Selected extract.
* * * * * * *
# Now to get started



## Eric Rorabaugh (Mar 6, 2021)

Went and cut this load up today. Not a lot. Cherry burl, cherry crotch, osage, and a few pieces of white cedar for a buddy to make fishing lures. Have a few cherry and a few osage logs to get later on and sawed

Reactions: Like 3 | Way Cool 4


----------



## Karl_TN (Mar 6, 2021)

Any haul that includes a burl is a nice one especially with all the other cherry to boot.

Reactions: Agree 3


----------



## T. Ben (Mar 6, 2021)

Nice thumb.

Reactions: Agree 1 | Funny 2


----------



## FranklinWorkshops (Mar 6, 2021)

T. Ben said:


> Nice thumb.


Are you sure that's his thumb? He seems pretty excited about the load.

Reactions: Funny 6


----------



## Eric Rorabaugh (Mar 6, 2021)



Reactions: Funny 1


----------



## Mr. Peet (Mar 6, 2021)

Looks like a spring day there. Jealous...


----------



## Eric Rorabaugh (Mar 6, 2021)

Decent. Started out in the 20's and breezy but ended up at 42

Reactions: Like 1


----------



## Nature Man (Mar 6, 2021)

A pickup load of wood is a wonderful sight! Chuck

Reactions: Agree 1


----------



## William Tanner (Mar 6, 2021)

Great score. Love looking at loaded wood.

Reactions: Agree 1


----------
* * * * * * *
Excerpts from segmentation records
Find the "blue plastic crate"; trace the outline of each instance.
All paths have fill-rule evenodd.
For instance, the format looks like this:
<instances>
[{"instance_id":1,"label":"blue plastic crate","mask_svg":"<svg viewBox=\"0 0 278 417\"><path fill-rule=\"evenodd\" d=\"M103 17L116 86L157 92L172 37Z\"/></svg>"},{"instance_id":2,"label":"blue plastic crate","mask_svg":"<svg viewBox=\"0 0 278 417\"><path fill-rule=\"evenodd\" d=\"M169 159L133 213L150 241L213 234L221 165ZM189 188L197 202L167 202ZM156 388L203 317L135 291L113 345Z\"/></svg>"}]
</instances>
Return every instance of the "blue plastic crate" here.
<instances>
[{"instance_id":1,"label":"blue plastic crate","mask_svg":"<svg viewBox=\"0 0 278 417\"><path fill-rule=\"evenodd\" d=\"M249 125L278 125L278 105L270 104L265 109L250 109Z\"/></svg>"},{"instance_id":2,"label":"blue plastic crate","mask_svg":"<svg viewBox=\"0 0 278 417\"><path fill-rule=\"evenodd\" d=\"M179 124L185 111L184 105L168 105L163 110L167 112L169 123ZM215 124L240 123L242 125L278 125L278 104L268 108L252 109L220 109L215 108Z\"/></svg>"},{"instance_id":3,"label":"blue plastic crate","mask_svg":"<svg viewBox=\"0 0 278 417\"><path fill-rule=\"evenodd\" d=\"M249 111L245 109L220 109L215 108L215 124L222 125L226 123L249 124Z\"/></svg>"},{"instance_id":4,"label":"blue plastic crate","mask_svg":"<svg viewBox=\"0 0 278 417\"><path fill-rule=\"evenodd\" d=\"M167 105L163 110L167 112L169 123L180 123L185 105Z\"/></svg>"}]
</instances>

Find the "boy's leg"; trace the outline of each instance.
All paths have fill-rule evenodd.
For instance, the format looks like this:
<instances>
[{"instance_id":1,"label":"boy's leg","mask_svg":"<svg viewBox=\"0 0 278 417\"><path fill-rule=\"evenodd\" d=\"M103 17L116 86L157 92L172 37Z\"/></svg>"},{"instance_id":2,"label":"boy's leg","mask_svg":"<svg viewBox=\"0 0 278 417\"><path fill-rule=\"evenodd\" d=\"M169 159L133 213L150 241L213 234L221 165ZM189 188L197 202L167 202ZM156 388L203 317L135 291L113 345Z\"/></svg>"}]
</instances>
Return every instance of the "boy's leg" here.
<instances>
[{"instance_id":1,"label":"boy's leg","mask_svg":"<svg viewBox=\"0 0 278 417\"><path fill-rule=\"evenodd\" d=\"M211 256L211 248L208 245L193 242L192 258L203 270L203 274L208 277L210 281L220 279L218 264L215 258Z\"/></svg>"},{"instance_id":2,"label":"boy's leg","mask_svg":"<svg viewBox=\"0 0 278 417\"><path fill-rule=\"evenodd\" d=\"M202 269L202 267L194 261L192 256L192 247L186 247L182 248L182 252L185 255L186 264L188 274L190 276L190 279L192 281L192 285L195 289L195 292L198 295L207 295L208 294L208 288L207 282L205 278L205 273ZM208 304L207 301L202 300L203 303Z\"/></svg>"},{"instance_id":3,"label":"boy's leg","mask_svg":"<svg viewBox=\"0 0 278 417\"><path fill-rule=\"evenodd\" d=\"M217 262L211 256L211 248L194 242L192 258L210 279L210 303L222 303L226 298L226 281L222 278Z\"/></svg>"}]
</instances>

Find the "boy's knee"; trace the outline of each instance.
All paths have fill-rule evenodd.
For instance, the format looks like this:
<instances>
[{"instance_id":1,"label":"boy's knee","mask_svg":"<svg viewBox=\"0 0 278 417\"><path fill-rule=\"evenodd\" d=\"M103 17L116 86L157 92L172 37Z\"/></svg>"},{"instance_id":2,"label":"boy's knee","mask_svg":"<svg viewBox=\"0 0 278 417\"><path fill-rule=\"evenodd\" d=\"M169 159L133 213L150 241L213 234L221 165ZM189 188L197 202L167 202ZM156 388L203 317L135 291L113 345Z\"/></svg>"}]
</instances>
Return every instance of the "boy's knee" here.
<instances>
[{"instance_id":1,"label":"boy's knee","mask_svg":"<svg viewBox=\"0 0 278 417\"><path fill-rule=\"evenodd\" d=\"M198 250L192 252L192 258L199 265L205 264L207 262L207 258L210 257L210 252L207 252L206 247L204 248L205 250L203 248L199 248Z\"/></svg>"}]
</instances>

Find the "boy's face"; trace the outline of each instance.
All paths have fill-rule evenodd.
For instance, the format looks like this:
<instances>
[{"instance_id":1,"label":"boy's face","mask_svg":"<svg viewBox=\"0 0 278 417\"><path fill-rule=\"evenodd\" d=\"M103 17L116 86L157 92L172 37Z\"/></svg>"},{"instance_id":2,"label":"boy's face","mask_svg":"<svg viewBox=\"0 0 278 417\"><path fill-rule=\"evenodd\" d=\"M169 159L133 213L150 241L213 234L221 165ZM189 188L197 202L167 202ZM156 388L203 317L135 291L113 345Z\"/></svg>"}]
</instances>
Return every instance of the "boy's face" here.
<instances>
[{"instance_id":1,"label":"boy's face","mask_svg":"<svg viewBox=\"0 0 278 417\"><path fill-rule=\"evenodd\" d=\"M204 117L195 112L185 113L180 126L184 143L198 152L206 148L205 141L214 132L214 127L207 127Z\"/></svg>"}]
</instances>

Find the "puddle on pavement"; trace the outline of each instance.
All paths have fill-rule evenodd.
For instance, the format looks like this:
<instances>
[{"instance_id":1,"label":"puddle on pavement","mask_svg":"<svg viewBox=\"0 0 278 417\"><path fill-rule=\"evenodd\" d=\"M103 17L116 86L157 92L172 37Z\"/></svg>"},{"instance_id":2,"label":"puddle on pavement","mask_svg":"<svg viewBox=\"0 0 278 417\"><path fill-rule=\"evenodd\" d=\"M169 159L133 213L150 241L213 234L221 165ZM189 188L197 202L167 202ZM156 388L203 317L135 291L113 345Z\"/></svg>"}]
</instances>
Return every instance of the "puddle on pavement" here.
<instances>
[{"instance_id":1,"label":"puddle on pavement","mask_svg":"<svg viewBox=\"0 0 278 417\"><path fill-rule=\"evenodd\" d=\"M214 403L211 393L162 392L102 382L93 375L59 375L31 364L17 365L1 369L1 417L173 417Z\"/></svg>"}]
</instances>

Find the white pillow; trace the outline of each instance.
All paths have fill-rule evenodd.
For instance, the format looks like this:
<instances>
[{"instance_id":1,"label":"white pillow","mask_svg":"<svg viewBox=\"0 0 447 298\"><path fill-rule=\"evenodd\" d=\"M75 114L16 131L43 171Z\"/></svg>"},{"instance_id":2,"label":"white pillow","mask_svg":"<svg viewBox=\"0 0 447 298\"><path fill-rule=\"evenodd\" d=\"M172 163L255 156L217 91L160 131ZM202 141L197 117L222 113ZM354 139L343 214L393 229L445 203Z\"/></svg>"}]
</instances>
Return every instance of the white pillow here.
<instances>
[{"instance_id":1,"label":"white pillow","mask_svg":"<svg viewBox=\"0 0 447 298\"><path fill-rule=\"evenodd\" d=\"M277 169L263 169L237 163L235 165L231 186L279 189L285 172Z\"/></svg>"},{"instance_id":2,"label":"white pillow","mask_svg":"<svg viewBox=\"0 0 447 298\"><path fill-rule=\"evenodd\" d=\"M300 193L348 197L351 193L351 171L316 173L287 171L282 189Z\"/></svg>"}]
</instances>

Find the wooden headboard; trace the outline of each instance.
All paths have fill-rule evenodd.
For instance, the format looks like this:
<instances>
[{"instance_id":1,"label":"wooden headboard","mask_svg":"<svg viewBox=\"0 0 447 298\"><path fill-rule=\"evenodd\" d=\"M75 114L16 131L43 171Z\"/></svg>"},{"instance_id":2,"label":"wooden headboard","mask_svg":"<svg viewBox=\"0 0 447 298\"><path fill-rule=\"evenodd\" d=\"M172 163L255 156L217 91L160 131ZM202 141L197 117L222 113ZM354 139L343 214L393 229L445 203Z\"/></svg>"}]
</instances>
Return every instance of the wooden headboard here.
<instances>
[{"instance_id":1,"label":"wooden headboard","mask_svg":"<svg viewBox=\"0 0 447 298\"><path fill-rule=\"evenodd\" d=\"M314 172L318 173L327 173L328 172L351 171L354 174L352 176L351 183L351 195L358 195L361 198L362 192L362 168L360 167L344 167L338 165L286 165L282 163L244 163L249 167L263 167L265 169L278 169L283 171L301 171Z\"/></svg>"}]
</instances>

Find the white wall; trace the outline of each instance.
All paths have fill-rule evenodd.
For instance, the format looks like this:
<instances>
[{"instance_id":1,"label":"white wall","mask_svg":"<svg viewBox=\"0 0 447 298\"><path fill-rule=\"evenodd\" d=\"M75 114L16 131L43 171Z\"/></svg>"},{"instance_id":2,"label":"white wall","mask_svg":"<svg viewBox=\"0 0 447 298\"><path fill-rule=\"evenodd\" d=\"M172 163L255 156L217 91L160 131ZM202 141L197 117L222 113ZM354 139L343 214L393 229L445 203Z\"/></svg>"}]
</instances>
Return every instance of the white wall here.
* * * * * * *
What to do.
1 - Using the forum thread about the wood haul, decide whether each statement agrees with it: (a) the load included osage and white cedar; (b) the white cedar was meant for making furniture; (c) the temperature rose over the day. Answer yes or no for each and quote the words of the thread that decide it.
2 - Duplicate the lines of the records starting with the line that contains "Find the wooden" and going on through the end of the records.

Replies.
1 -
(a) Yes: "Cherry burl, cherry crotch, osage, and a few pieces of white cedar"
(b) No: "a few pieces of white cedar for a buddy to make fishing lures"
(c) Yes: "Started out in the 20's and breezy but ended up at 42"

2 -
Find the wooden headboard; trace the outline of each instance.
All paths have fill-rule evenodd.
For instance, the format looks like this:
<instances>
[{"instance_id":1,"label":"wooden headboard","mask_svg":"<svg viewBox=\"0 0 447 298\"><path fill-rule=\"evenodd\" d=\"M75 114L16 131L43 171Z\"/></svg>"},{"instance_id":2,"label":"wooden headboard","mask_svg":"<svg viewBox=\"0 0 447 298\"><path fill-rule=\"evenodd\" d=\"M172 163L255 156L217 91L160 131ZM202 141L197 117L222 113ZM354 139L343 214L393 229L445 203Z\"/></svg>"}]
</instances>
Return every instance of the wooden headboard here.
<instances>
[{"instance_id":1,"label":"wooden headboard","mask_svg":"<svg viewBox=\"0 0 447 298\"><path fill-rule=\"evenodd\" d=\"M314 172L318 173L327 173L328 172L351 171L354 174L352 176L351 183L351 195L358 195L361 198L362 192L362 168L360 167L344 167L338 165L286 165L282 163L244 163L249 167L263 167L265 169L278 169L283 171L301 171Z\"/></svg>"}]
</instances>

Find the white wall; trace the outline of each instance.
All paths have fill-rule evenodd.
For instance, the format looks like this:
<instances>
[{"instance_id":1,"label":"white wall","mask_svg":"<svg viewBox=\"0 0 447 298\"><path fill-rule=\"evenodd\" d=\"M75 114L16 131L43 171Z\"/></svg>"},{"instance_id":2,"label":"white wall","mask_svg":"<svg viewBox=\"0 0 447 298\"><path fill-rule=\"evenodd\" d=\"M172 163L255 156L217 91L160 131ZM202 141L197 117L222 113ZM354 139L343 214L393 229L445 203Z\"/></svg>"}]
</instances>
Return every instance of the white wall here.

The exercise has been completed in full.